TASK REQUIREMENTS:
Pick out every line in the items below that contains the word "patch", and copy each of those lines.

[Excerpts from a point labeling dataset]
──────────────────────────────
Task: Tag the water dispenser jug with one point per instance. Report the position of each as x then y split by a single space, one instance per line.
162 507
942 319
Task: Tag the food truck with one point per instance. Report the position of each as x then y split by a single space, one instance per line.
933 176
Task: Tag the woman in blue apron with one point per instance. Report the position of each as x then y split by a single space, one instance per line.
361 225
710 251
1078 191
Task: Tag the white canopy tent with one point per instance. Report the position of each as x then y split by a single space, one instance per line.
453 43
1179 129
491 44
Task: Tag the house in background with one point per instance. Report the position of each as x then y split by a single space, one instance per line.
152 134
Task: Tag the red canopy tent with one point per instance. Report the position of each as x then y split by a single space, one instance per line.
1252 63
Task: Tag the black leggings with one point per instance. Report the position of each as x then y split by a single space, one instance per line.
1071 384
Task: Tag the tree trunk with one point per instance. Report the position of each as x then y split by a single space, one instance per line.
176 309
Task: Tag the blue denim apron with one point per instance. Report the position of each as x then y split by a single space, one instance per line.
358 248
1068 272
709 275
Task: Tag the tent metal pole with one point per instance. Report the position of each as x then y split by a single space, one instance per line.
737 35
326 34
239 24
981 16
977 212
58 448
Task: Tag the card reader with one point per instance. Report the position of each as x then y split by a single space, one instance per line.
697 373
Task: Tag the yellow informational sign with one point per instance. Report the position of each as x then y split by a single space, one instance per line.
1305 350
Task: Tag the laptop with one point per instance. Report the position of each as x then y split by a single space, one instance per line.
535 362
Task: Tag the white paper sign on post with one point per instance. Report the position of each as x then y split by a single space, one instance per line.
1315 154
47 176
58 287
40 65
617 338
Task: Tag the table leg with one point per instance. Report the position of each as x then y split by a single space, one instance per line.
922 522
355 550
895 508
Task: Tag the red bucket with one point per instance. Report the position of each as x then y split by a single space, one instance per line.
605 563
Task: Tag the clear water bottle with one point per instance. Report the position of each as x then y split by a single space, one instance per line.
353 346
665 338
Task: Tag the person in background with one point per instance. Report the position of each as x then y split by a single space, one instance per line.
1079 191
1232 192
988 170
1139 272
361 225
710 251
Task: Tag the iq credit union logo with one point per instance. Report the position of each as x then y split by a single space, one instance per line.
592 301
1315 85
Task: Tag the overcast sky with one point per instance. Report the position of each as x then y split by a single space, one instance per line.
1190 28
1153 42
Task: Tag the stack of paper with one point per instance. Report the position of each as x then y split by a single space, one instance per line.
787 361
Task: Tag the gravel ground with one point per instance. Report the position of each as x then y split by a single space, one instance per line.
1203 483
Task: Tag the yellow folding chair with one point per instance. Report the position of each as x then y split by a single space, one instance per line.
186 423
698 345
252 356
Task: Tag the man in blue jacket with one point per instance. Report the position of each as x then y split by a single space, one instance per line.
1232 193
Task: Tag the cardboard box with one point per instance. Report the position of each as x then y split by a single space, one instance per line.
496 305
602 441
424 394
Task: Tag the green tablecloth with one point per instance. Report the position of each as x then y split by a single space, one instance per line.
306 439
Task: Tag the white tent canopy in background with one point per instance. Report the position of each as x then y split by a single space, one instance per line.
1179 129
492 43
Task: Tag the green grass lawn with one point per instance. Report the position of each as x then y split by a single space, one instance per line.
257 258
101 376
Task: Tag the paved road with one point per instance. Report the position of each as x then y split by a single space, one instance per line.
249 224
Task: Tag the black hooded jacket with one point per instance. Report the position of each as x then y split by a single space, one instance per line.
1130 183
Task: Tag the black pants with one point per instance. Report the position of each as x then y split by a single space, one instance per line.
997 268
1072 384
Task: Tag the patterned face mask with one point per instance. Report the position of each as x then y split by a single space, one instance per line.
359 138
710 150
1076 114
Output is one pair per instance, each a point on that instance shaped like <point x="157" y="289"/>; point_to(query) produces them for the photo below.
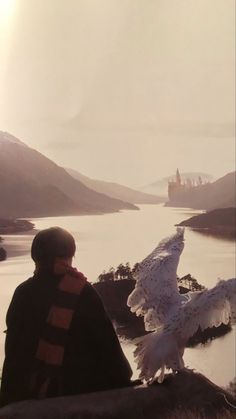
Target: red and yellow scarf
<point x="50" y="351"/>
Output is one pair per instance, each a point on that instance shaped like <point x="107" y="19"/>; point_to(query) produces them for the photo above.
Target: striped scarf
<point x="46" y="378"/>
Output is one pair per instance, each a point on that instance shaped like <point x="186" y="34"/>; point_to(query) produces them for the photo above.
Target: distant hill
<point x="116" y="190"/>
<point x="218" y="194"/>
<point x="219" y="222"/>
<point x="161" y="186"/>
<point x="31" y="185"/>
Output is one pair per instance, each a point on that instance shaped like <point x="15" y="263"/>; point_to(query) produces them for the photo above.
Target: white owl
<point x="173" y="318"/>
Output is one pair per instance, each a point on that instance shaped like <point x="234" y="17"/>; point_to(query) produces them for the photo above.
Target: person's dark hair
<point x="51" y="243"/>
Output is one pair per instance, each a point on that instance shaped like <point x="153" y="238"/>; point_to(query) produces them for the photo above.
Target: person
<point x="59" y="338"/>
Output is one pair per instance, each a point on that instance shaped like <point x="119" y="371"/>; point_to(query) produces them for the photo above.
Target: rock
<point x="184" y="395"/>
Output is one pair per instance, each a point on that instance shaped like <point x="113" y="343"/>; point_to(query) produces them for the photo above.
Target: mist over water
<point x="107" y="240"/>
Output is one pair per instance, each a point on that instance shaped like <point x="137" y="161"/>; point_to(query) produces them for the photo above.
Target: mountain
<point x="116" y="190"/>
<point x="218" y="194"/>
<point x="219" y="222"/>
<point x="161" y="185"/>
<point x="31" y="185"/>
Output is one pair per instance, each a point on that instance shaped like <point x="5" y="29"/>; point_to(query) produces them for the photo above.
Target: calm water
<point x="108" y="240"/>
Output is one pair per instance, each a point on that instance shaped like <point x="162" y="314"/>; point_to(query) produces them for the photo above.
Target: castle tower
<point x="178" y="178"/>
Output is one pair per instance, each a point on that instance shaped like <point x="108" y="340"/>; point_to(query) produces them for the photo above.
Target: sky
<point x="121" y="90"/>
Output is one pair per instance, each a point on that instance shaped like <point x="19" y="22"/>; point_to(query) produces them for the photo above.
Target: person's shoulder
<point x="25" y="286"/>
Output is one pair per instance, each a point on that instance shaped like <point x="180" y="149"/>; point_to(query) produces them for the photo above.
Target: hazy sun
<point x="6" y="7"/>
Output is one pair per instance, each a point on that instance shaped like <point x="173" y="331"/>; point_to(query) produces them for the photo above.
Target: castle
<point x="177" y="188"/>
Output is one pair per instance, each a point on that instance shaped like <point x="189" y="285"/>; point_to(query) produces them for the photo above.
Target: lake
<point x="107" y="240"/>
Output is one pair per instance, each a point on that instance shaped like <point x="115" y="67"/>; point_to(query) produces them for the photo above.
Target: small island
<point x="9" y="226"/>
<point x="218" y="222"/>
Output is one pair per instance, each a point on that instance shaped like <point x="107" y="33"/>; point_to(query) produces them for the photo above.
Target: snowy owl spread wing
<point x="165" y="347"/>
<point x="156" y="291"/>
<point x="205" y="309"/>
<point x="173" y="318"/>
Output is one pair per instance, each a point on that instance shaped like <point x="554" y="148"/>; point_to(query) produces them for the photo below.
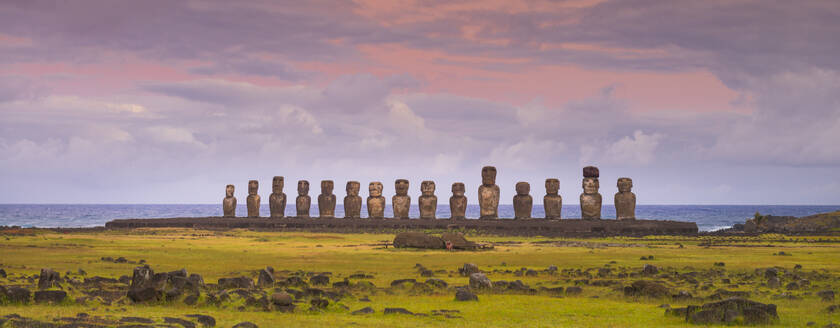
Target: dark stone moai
<point x="458" y="202"/>
<point x="253" y="200"/>
<point x="326" y="200"/>
<point x="401" y="202"/>
<point x="428" y="200"/>
<point x="590" y="199"/>
<point x="522" y="202"/>
<point x="625" y="200"/>
<point x="303" y="201"/>
<point x="552" y="202"/>
<point x="277" y="200"/>
<point x="229" y="203"/>
<point x="352" y="202"/>
<point x="376" y="202"/>
<point x="488" y="194"/>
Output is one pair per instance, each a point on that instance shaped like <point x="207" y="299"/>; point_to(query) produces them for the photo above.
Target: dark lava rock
<point x="181" y="322"/>
<point x="574" y="290"/>
<point x="418" y="240"/>
<point x="465" y="295"/>
<point x="266" y="279"/>
<point x="479" y="280"/>
<point x="646" y="288"/>
<point x="16" y="294"/>
<point x="136" y="320"/>
<point x="397" y="311"/>
<point x="204" y="320"/>
<point x="365" y="310"/>
<point x="826" y="295"/>
<point x="236" y="282"/>
<point x="319" y="280"/>
<point x="650" y="269"/>
<point x="48" y="279"/>
<point x="733" y="310"/>
<point x="50" y="296"/>
<point x="468" y="269"/>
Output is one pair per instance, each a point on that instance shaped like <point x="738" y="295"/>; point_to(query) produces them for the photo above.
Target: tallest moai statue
<point x="488" y="194"/>
<point x="590" y="199"/>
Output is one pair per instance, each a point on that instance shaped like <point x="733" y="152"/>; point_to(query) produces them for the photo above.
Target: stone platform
<point x="522" y="227"/>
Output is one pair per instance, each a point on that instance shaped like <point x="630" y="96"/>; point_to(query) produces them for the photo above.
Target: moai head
<point x="488" y="175"/>
<point x="253" y="186"/>
<point x="353" y="188"/>
<point x="427" y="188"/>
<point x="590" y="186"/>
<point x="625" y="184"/>
<point x="277" y="185"/>
<point x="590" y="172"/>
<point x="552" y="186"/>
<point x="303" y="187"/>
<point x="375" y="189"/>
<point x="458" y="189"/>
<point x="401" y="185"/>
<point x="327" y="187"/>
<point x="523" y="188"/>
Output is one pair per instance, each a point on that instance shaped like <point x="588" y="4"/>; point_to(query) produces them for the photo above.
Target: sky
<point x="700" y="102"/>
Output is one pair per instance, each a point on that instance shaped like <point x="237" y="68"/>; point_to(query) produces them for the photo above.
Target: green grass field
<point x="217" y="254"/>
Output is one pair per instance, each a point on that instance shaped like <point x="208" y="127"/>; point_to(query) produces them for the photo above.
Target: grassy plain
<point x="217" y="254"/>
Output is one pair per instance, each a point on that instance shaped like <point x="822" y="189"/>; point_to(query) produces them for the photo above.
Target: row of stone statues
<point x="488" y="199"/>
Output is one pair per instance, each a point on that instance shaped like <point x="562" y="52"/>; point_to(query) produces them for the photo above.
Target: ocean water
<point x="708" y="217"/>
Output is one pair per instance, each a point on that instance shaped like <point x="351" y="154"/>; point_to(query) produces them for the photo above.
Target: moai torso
<point x="303" y="201"/>
<point x="376" y="203"/>
<point x="458" y="202"/>
<point x="625" y="200"/>
<point x="522" y="202"/>
<point x="401" y="202"/>
<point x="428" y="200"/>
<point x="229" y="203"/>
<point x="590" y="199"/>
<point x="352" y="202"/>
<point x="326" y="200"/>
<point x="253" y="200"/>
<point x="277" y="200"/>
<point x="552" y="202"/>
<point x="488" y="194"/>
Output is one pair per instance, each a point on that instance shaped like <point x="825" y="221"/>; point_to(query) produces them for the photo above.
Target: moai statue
<point x="253" y="200"/>
<point x="552" y="202"/>
<point x="376" y="203"/>
<point x="326" y="200"/>
<point x="428" y="200"/>
<point x="303" y="200"/>
<point x="488" y="194"/>
<point x="277" y="200"/>
<point x="625" y="200"/>
<point x="401" y="202"/>
<point x="458" y="202"/>
<point x="522" y="202"/>
<point x="590" y="199"/>
<point x="352" y="202"/>
<point x="229" y="203"/>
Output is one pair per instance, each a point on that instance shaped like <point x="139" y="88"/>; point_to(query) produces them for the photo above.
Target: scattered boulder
<point x="468" y="269"/>
<point x="465" y="295"/>
<point x="418" y="240"/>
<point x="646" y="288"/>
<point x="50" y="296"/>
<point x="732" y="310"/>
<point x="478" y="281"/>
<point x="364" y="310"/>
<point x="48" y="279"/>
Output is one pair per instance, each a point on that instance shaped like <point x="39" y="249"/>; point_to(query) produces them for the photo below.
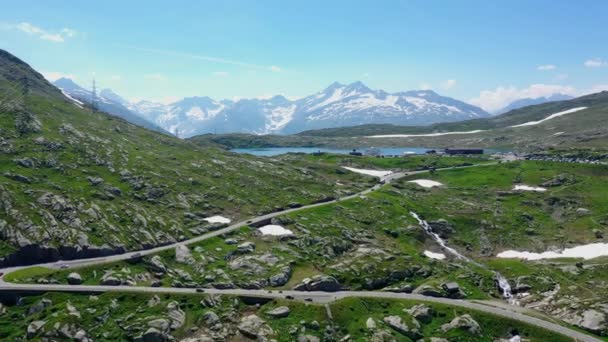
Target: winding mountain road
<point x="315" y="296"/>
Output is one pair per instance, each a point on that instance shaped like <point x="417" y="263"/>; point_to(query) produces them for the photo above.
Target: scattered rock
<point x="319" y="283"/>
<point x="246" y="247"/>
<point x="177" y="315"/>
<point x="279" y="312"/>
<point x="156" y="264"/>
<point x="421" y="313"/>
<point x="74" y="279"/>
<point x="308" y="338"/>
<point x="464" y="322"/>
<point x="183" y="255"/>
<point x="583" y="211"/>
<point x="39" y="306"/>
<point x="34" y="327"/>
<point x="211" y="318"/>
<point x="400" y="326"/>
<point x="370" y="323"/>
<point x="110" y="281"/>
<point x="594" y="321"/>
<point x="254" y="327"/>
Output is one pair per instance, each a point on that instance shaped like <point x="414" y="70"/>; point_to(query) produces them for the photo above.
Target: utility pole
<point x="94" y="97"/>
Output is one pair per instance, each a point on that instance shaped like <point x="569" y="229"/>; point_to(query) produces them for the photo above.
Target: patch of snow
<point x="422" y="135"/>
<point x="375" y="173"/>
<point x="76" y="102"/>
<point x="552" y="116"/>
<point x="586" y="252"/>
<point x="279" y="117"/>
<point x="196" y="113"/>
<point x="217" y="219"/>
<point x="432" y="255"/>
<point x="274" y="230"/>
<point x="529" y="188"/>
<point x="336" y="96"/>
<point x="426" y="183"/>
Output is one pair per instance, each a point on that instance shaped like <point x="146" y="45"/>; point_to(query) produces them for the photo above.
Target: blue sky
<point x="486" y="52"/>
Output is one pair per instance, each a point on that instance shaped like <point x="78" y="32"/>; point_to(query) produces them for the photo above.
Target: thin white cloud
<point x="424" y="86"/>
<point x="448" y="84"/>
<point x="32" y="30"/>
<point x="595" y="63"/>
<point x="220" y="60"/>
<point x="546" y="67"/>
<point x="55" y="75"/>
<point x="494" y="100"/>
<point x="155" y="76"/>
<point x="561" y="77"/>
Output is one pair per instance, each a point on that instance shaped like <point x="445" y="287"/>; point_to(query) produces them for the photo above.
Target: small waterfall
<point x="501" y="281"/>
<point x="437" y="238"/>
<point x="503" y="285"/>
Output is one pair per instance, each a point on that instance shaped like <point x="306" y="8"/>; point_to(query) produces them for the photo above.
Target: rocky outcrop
<point x="410" y="330"/>
<point x="30" y="254"/>
<point x="177" y="315"/>
<point x="74" y="279"/>
<point x="319" y="283"/>
<point x="183" y="255"/>
<point x="34" y="327"/>
<point x="279" y="312"/>
<point x="281" y="278"/>
<point x="421" y="313"/>
<point x="464" y="322"/>
<point x="254" y="327"/>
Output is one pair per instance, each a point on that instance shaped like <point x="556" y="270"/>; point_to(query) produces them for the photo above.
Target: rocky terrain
<point x="78" y="184"/>
<point x="157" y="318"/>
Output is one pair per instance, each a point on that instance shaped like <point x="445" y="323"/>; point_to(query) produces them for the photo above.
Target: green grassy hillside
<point x="74" y="182"/>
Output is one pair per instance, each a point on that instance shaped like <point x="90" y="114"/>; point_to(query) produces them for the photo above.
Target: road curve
<point x="125" y="256"/>
<point x="314" y="296"/>
<point x="318" y="297"/>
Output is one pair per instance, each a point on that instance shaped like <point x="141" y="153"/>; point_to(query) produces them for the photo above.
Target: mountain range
<point x="520" y="103"/>
<point x="337" y="105"/>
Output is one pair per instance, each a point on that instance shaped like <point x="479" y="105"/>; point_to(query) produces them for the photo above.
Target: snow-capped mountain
<point x="336" y="106"/>
<point x="534" y="101"/>
<point x="107" y="101"/>
<point x="355" y="104"/>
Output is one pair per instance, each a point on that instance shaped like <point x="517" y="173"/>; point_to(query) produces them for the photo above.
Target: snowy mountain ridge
<point x="336" y="106"/>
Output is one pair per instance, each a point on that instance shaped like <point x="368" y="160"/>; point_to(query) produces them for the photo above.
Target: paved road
<point x="125" y="256"/>
<point x="315" y="297"/>
<point x="318" y="297"/>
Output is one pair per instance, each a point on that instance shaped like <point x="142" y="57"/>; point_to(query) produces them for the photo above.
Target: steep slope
<point x="354" y="104"/>
<point x="338" y="105"/>
<point x="107" y="101"/>
<point x="80" y="184"/>
<point x="533" y="101"/>
<point x="514" y="117"/>
<point x="576" y="123"/>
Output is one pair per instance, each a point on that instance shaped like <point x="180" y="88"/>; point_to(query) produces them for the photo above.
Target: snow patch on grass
<point x="552" y="116"/>
<point x="422" y="135"/>
<point x="433" y="255"/>
<point x="275" y="230"/>
<point x="528" y="188"/>
<point x="375" y="173"/>
<point x="586" y="252"/>
<point x="217" y="219"/>
<point x="426" y="183"/>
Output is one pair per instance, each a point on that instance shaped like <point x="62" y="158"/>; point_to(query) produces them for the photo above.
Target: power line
<point x="94" y="97"/>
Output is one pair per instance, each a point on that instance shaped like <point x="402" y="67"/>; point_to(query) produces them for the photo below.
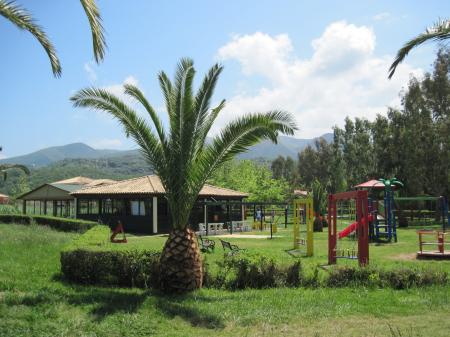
──────────────────────────────
ANSWER TO THIS TASK:
Target: patch of snow
Target: snow patch on grass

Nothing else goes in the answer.